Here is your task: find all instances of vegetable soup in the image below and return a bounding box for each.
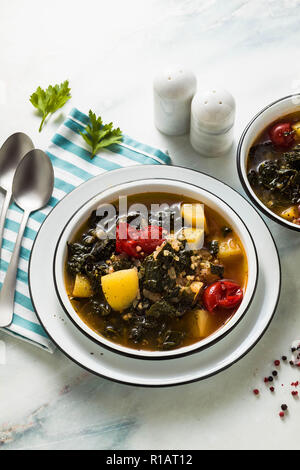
[65,193,248,352]
[247,112,300,225]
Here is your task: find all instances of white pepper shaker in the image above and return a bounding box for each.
[190,88,236,156]
[153,67,197,136]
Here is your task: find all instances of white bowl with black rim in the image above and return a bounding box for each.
[237,94,300,232]
[53,178,258,360]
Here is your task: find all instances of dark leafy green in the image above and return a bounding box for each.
[248,143,300,204]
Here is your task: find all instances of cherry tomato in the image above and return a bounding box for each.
[203,279,243,313]
[116,222,166,258]
[269,122,295,148]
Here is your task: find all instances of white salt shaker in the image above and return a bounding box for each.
[153,67,197,136]
[190,88,236,156]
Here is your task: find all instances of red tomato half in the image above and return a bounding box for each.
[203,280,243,313]
[116,222,166,258]
[269,122,295,148]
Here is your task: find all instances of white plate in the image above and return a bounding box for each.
[29,166,281,387]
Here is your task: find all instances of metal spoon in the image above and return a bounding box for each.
[0,133,34,252]
[0,149,54,327]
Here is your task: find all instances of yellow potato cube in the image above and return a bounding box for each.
[181,203,209,234]
[292,121,300,140]
[101,268,139,311]
[183,227,204,250]
[218,238,242,260]
[281,205,299,221]
[195,309,215,338]
[73,274,93,298]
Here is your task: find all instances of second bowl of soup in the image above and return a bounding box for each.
[237,94,300,230]
[54,179,258,359]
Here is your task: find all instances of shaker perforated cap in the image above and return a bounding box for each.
[191,88,236,132]
[153,67,197,100]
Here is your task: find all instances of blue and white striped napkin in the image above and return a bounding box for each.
[0,108,171,353]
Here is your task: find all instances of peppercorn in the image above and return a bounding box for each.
[274,360,280,366]
[268,376,274,382]
[253,389,259,395]
[272,370,278,377]
[292,347,296,353]
[282,356,287,361]
[279,411,285,418]
[270,387,275,392]
[290,361,294,366]
[292,391,298,397]
[281,404,288,411]
[264,377,269,383]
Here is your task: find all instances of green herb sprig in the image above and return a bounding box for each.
[80,110,123,159]
[30,80,71,132]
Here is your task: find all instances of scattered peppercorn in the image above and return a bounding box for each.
[274,360,280,367]
[253,389,259,396]
[272,370,278,377]
[290,361,294,366]
[282,356,287,361]
[292,391,298,397]
[264,377,269,383]
[279,411,285,418]
[268,376,274,382]
[292,347,296,353]
[281,404,288,411]
[270,387,275,392]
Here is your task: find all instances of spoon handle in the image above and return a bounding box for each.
[0,210,30,327]
[0,190,12,253]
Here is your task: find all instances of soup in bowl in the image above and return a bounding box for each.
[237,94,300,231]
[54,179,257,359]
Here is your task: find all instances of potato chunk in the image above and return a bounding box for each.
[218,238,242,260]
[292,121,300,140]
[195,309,215,338]
[183,228,204,250]
[73,274,93,298]
[181,204,209,234]
[281,205,299,221]
[101,268,139,311]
● ● ● ● ● ● ●
Please print the data above in its entirety, exactly, but without any picture.

» **WRITTEN REPLY**:
Here is your task: find all instances of vegetable soup in the image below and return a bounding box for each.
[65,193,248,352]
[247,112,300,225]
Here is your task: find all instances of white pepper shaker in the image above and return a bounding box for each.
[190,88,236,156]
[153,67,197,136]
Here is your task: find all instances of white bowl with black rim in the image above and return a bounding box for each.
[237,94,300,232]
[53,178,258,360]
Here is your task: find all instances of dark leafy green in the image above and return a bounding box for each.
[248,143,300,204]
Here is your task: find all instances of cherry tomato in the image above and return a bounding box for each.
[203,279,243,313]
[116,222,166,258]
[269,122,295,148]
Here is your task: find all instances of white salt shaker in the image above and return a bounding box for each.
[153,67,197,136]
[190,88,236,156]
Here is your task: find all instances of red tomato half in the image above and return a bounding box for each.
[203,280,243,313]
[116,222,166,258]
[269,122,295,148]
Here is your task: find all instances of white plate in the image above and return a bounding box for each.
[29,166,281,387]
Here is your task: find all instances of metal spoon in the image above and return a bounding box for each.
[0,133,34,252]
[0,149,54,327]
Here is your task: find all instances of yellow potato cube in the image above and return a bounding box for each.
[181,203,209,234]
[292,121,300,140]
[101,268,139,311]
[183,227,204,250]
[218,238,242,260]
[281,205,299,221]
[195,309,215,338]
[73,274,93,298]
Here is your task: find all instances of second bowl of soup in the image above and return a bounding box for each.
[237,94,300,230]
[54,179,258,359]
Here is your task: find all instances of shaker perforated cap in the image above and return a bounding box for each.
[191,88,236,132]
[153,67,197,100]
Here is your task: find all instances of blue and white striped napkin in the image above and return a bounding box for each.
[0,108,171,353]
Here is your task: find all instances of peppercorn in the image above and return a bounding box for each.
[274,360,280,366]
[268,376,274,382]
[253,389,259,395]
[272,370,278,377]
[292,347,296,353]
[282,356,287,361]
[279,411,285,418]
[270,387,275,392]
[290,361,294,366]
[292,391,298,397]
[281,404,288,411]
[264,377,269,383]
Here is your task: find all instances of green herb sprig in the image above and return a bounding box for each.
[80,110,123,159]
[30,80,71,132]
Here is your task: find all instances of scattered peppercorn in the image above and return a bounding box for each.
[274,360,280,367]
[253,389,259,396]
[272,370,278,377]
[290,361,294,366]
[282,356,287,361]
[292,391,298,397]
[264,377,269,383]
[279,411,285,418]
[268,376,274,382]
[292,347,296,353]
[281,404,288,411]
[270,387,275,392]
Here is your task: find all instances of spoon handle in the image above and return a bounding box for each.
[0,210,30,327]
[0,190,12,253]
Here is your task: find all instances of soup in bowl in the image above and return a bounding box for each.
[237,94,300,231]
[54,179,257,359]
Here is your task: find all instances of potato chunk in the image above and return a bounding box for each.
[218,238,242,260]
[292,121,300,140]
[195,309,215,338]
[183,228,204,250]
[73,274,93,298]
[181,204,209,234]
[281,205,299,221]
[101,268,139,311]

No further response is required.